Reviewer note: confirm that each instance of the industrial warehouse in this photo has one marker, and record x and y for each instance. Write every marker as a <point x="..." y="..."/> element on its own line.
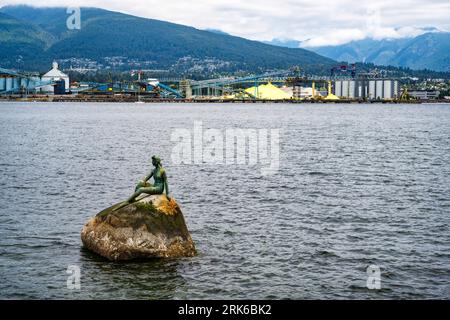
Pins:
<point x="343" y="86"/>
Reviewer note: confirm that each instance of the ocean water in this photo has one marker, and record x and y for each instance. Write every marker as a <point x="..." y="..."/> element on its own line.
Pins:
<point x="358" y="185"/>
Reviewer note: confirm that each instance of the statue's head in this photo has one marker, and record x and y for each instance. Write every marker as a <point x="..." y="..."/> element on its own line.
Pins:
<point x="156" y="161"/>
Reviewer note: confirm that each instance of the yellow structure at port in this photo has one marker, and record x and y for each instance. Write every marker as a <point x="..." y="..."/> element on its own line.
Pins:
<point x="330" y="95"/>
<point x="267" y="92"/>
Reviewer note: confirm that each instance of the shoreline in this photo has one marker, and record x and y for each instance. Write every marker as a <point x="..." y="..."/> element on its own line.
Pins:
<point x="133" y="99"/>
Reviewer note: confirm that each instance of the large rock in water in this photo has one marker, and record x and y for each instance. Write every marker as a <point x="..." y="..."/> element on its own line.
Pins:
<point x="151" y="227"/>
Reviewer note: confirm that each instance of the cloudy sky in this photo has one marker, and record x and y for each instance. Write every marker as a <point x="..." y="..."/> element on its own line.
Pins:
<point x="314" y="22"/>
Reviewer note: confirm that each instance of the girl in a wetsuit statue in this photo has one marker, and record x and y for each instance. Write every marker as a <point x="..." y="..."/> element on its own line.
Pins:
<point x="159" y="175"/>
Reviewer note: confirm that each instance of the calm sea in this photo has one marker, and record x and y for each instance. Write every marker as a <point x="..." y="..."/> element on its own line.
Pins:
<point x="358" y="185"/>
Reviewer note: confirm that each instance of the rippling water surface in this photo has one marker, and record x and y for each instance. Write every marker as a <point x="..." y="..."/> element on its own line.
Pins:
<point x="358" y="185"/>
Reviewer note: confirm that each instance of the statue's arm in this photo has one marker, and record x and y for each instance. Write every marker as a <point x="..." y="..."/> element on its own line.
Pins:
<point x="149" y="176"/>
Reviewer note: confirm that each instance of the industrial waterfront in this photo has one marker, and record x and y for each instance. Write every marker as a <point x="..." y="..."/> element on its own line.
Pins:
<point x="344" y="85"/>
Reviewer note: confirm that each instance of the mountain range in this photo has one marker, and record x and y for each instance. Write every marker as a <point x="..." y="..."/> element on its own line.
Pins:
<point x="31" y="37"/>
<point x="430" y="50"/>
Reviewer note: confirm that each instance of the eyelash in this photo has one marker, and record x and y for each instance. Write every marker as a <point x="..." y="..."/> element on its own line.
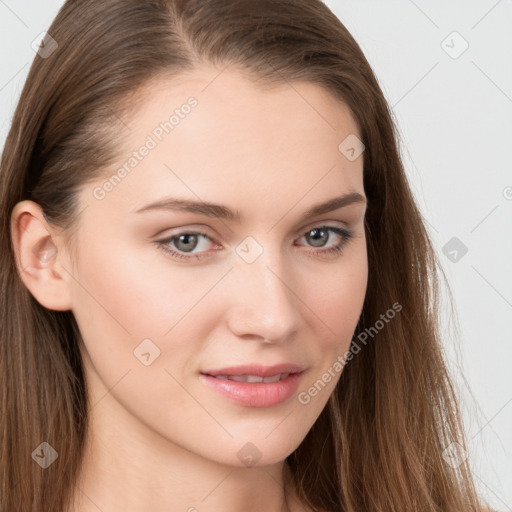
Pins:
<point x="337" y="249"/>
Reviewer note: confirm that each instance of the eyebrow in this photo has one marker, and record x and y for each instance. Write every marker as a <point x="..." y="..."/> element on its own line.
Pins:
<point x="223" y="212"/>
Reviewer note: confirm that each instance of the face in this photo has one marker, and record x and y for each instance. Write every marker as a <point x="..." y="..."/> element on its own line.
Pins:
<point x="173" y="299"/>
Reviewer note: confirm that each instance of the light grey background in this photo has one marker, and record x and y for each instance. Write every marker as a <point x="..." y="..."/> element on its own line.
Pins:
<point x="454" y="114"/>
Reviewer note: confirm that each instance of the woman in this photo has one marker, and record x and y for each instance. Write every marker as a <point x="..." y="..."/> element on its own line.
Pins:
<point x="289" y="359"/>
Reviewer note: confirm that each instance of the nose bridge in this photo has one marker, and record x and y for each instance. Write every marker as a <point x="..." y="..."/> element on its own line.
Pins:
<point x="263" y="302"/>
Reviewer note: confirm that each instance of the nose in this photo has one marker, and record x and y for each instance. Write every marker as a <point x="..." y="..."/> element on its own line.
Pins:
<point x="263" y="303"/>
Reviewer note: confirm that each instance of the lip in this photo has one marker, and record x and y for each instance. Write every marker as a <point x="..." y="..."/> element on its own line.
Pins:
<point x="256" y="369"/>
<point x="257" y="394"/>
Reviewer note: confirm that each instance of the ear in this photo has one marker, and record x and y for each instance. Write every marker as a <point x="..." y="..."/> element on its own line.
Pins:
<point x="40" y="260"/>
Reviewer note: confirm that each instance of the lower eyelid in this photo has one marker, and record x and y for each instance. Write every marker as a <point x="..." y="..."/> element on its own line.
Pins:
<point x="164" y="244"/>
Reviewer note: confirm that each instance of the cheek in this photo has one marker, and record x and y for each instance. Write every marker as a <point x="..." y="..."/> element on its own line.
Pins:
<point x="339" y="297"/>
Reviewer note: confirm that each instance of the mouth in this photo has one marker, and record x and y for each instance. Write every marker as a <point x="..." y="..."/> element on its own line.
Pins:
<point x="252" y="378"/>
<point x="253" y="385"/>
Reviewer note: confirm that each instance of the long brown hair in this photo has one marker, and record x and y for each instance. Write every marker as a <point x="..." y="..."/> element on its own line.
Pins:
<point x="378" y="445"/>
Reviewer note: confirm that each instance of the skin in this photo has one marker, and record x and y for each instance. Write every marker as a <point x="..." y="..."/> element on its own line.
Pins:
<point x="160" y="440"/>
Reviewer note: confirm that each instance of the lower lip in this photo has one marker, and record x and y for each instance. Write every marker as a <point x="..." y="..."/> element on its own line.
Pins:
<point x="257" y="394"/>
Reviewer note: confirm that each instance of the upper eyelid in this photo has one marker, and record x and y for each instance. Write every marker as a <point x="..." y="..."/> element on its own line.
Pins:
<point x="302" y="232"/>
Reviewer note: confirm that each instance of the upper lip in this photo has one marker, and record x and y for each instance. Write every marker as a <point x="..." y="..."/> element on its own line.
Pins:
<point x="256" y="369"/>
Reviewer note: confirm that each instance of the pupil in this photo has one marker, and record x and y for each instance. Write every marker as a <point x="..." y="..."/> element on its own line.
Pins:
<point x="320" y="240"/>
<point x="186" y="240"/>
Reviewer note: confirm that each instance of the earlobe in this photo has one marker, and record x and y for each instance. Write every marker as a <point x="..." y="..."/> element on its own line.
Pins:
<point x="37" y="254"/>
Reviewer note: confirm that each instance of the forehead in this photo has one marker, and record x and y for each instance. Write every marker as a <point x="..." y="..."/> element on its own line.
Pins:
<point x="213" y="134"/>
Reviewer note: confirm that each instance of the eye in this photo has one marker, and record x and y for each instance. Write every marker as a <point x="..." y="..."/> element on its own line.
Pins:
<point x="189" y="245"/>
<point x="185" y="243"/>
<point x="321" y="235"/>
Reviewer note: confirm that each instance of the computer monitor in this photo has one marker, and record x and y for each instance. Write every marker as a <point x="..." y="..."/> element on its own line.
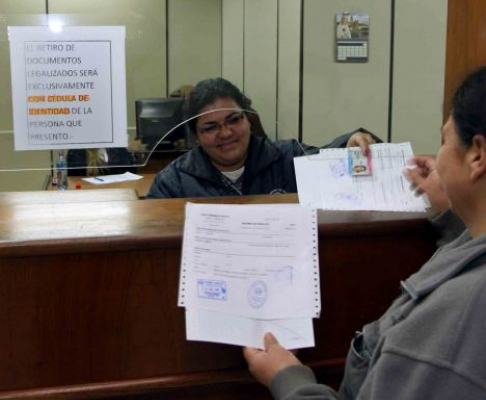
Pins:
<point x="155" y="117"/>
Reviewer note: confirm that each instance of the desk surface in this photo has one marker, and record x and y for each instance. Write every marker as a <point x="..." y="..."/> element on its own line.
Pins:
<point x="88" y="299"/>
<point x="141" y="186"/>
<point x="66" y="196"/>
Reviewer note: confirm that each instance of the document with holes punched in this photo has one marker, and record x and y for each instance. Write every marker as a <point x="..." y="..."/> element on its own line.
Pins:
<point x="249" y="269"/>
<point x="335" y="180"/>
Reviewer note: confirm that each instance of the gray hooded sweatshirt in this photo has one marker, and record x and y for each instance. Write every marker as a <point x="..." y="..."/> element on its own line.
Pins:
<point x="430" y="344"/>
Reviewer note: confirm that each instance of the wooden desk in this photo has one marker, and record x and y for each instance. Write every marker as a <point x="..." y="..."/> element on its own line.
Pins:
<point x="88" y="299"/>
<point x="66" y="196"/>
<point x="141" y="186"/>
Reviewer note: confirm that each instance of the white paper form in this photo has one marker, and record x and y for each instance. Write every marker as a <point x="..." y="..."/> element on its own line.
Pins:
<point x="386" y="189"/>
<point x="210" y="326"/>
<point x="250" y="260"/>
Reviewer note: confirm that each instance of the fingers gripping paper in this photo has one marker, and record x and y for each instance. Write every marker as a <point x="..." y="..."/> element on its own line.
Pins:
<point x="254" y="267"/>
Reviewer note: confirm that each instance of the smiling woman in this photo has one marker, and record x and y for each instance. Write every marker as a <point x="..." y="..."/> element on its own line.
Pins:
<point x="230" y="159"/>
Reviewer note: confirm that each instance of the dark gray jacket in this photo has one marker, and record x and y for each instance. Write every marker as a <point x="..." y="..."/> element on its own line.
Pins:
<point x="430" y="344"/>
<point x="269" y="169"/>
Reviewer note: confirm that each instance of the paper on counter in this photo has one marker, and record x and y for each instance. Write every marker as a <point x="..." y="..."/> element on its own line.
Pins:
<point x="104" y="179"/>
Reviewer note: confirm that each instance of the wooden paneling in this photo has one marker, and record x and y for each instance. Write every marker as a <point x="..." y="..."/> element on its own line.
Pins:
<point x="466" y="50"/>
<point x="88" y="299"/>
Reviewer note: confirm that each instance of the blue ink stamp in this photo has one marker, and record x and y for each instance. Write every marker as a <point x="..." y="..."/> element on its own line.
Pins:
<point x="257" y="294"/>
<point x="212" y="290"/>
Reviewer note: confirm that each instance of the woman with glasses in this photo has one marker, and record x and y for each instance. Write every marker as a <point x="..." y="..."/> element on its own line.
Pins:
<point x="430" y="342"/>
<point x="233" y="157"/>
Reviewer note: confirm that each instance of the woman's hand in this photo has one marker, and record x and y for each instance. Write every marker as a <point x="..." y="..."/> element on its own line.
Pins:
<point x="424" y="179"/>
<point x="264" y="364"/>
<point x="361" y="139"/>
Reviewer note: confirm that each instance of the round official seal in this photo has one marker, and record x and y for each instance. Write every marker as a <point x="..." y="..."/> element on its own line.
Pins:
<point x="257" y="294"/>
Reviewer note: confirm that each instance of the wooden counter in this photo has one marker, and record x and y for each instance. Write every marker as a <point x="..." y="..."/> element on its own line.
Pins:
<point x="141" y="186"/>
<point x="88" y="299"/>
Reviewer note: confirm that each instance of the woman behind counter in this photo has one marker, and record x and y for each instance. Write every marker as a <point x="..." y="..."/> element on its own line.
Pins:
<point x="229" y="159"/>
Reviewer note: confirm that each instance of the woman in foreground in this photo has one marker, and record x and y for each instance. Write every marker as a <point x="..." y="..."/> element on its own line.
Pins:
<point x="430" y="344"/>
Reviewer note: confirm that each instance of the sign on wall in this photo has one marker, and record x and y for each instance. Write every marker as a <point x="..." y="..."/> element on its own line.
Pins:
<point x="68" y="87"/>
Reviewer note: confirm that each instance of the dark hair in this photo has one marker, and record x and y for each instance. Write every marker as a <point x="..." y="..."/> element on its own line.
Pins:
<point x="469" y="106"/>
<point x="207" y="92"/>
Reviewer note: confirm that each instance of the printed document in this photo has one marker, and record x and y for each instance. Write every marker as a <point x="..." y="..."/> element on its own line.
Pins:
<point x="324" y="181"/>
<point x="250" y="269"/>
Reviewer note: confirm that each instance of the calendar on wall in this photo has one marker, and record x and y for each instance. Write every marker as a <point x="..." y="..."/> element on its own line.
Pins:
<point x="352" y="36"/>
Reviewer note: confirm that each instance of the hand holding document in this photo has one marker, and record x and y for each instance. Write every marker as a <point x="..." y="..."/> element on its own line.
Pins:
<point x="337" y="188"/>
<point x="247" y="270"/>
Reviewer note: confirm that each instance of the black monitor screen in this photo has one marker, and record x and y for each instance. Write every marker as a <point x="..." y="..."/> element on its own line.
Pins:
<point x="155" y="118"/>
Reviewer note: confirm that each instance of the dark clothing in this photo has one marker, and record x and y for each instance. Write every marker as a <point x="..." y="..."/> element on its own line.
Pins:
<point x="269" y="169"/>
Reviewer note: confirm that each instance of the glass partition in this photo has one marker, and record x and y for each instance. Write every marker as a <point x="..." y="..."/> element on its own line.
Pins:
<point x="280" y="53"/>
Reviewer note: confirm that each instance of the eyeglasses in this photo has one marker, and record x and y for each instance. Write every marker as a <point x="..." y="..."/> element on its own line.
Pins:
<point x="213" y="128"/>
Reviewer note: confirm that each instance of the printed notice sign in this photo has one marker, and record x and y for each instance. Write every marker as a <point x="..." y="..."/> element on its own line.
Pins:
<point x="68" y="87"/>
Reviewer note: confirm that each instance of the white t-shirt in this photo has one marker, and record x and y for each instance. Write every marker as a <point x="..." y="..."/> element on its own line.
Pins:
<point x="233" y="176"/>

WHAT THE TASK ASKS: Where a line above holds the string "eyelid", show that line.

EXPECTED ANSWER:
Reviewer note: confirm that each instance of the lower eyelid in this photo has one marker, and record x and y for each instance. Write every marker as a <point x="..." y="..."/> element on its own line.
Reviewer note: confirm that each instance of the upper eyelid in this photo has one marker, and record x and y for each instance. Write every marker as a <point x="..." y="..."/> element on its own line.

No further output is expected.